Ringkaslah teks tentang deteksi berita palsu dengan AI di bawah ini dalam dua kalimat.

▶ **Kutipan Halaman**:

──────

Saat ini, sudah banyak pihak menggunakan AI untuk memilah informasi yang menyesatkan. Tapi, apakah sudah efektif?
Para ilmuwan data semakin kreatif dalam upaya menangkal bahaya konten palsu yang menyebar melalui media sosial dan situs berita. Model bahasa besar (LLM) yang digunakan pada chatbot seperti ChatGPT kini sedang diuji untuk mendeteksi berita palsu.
Harapannya, deteksi yang lebih baik dari AI dapat memperingatkan, dan pada akhirnya menangkal, bahaya dari deepfake, propaganda, teori konspirasi, dan misinformasi.
AI generasi berikutnya diharapkan mampu mendeteksi konten palsu dengan cara yang lebih personal dan melindungi pengguna dari konten tersebut. Agar AI yang berpusat pada pengguna ini berhasil, penelitian juga melihat ke arah ilmu perilaku dan ilmu saraf, seperti dilansir dari laman The Next Web (13/11).
Penelitian terbaru menunjukkan bahwa seringkali kita tidak sepenuhnya sadar saat melihat berita palsu. Dengan menggunakan biomarker seperti detak jantung, gerakan mata, dan aktivitas otak, ilmuwan dapat mengidentifikasi perbedaan halus saat kita berinteraksi dengan konten asli dan palsu.
Misalnya, saat manusia memindai wajah, mereka memperhatikan kedipan mata dan perubahan warna kulit. Ketika elemen-elemen ini tampak tidak alami, hal itu bisa mengindikasikan sebuah deepfake.
Personalisasi pemeriksa berita palsu AI dapat dikembangkan dari data pergerakan mata dan aktivitas otak manusia untuk memahami dampak konten palsu terhadap psikologi dan emosi seseorang. Dengan memahami reaksi spesifik pengguna, AI dapat mendeteksi dan memperingatkan konten yang berpotensi menimbulkan efek paling berbahaya pada individu tertentu.
Langkah selanjutnya dalam deteksi berita palsu adalah melindungi kita dari bahaya konten tersebut. Sistem AI dapat menawarkan langkah-langkah preventif seperti label peringatan atau tautan ke konten yang telah divalidasi oleh ahli. Teknologi ini bertujuan memberi pengguna perspektif alternatif saat membaca berita, membantu membatalkan pengaruh konten palsu.
Saat ini, beberapa teknologi tersebut sedang diuji coba. Peneliti di AS telah mempelajari bagaimana AI yang dipersonalisasi membantu pengguna memilih konten yang dianggap benar di media sosial. Studi lain menunjukkan konsep di mana kiriman berita tambahan yang muncul didesain untuk mendorong pengguna melihat perspektif yang berbeda.
Meskipun terdengar canggih, deteksi berita palsu masih menghadapi berbagai tantangan. Sama seperti detektor kebohongan, ada berbagai metode untuk mendeteksi kebohongan, mulai dari analisis linguistik hingga teknologi pengenalan ekspresi wajah.

──────

▶ **Materi Hasil Ekstraksi**:
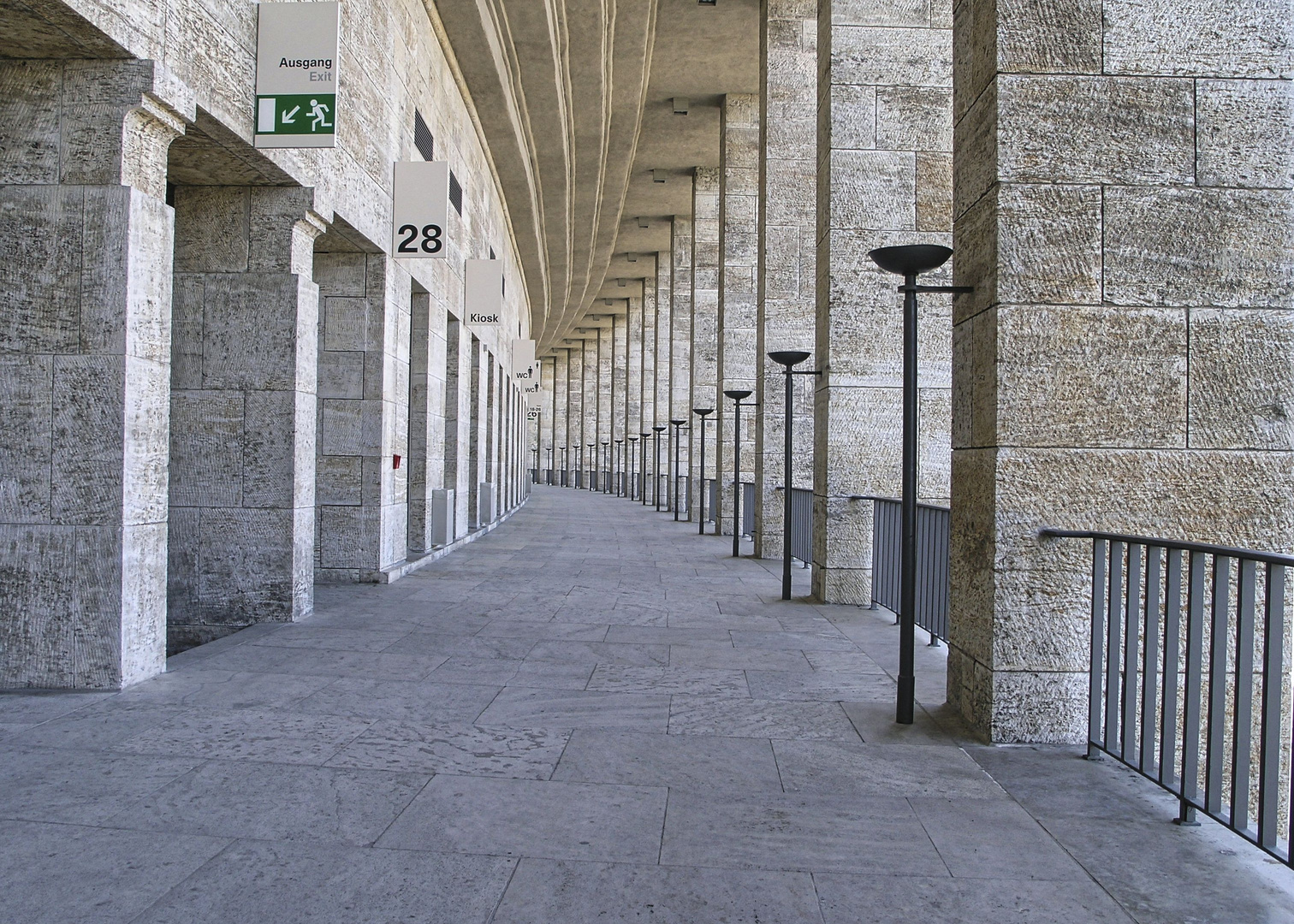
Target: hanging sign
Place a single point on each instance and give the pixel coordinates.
(484, 295)
(419, 209)
(525, 368)
(297, 74)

──────

▶ **Hasil Keluaran**: Model bahasa besar seperti yang digunakan pada ChatGPT kini diuji untuk mendeteksi berita palsu, dan AI generasi berikutnya diharapkan dapat mendeteksi konten palsu secara lebih personal dengan memanfaatkan data seperti gerakan mata dan aktivitas otak pengguna. Sistem AI juga dapat menawarkan langkah preventif seperti label peringatan atau tautan ke konten yang divalidasi ahli, meskipun sebagian teknologi ini masih diuji coba dan deteksi berita palsu masih menghadapi berbagai tantangan.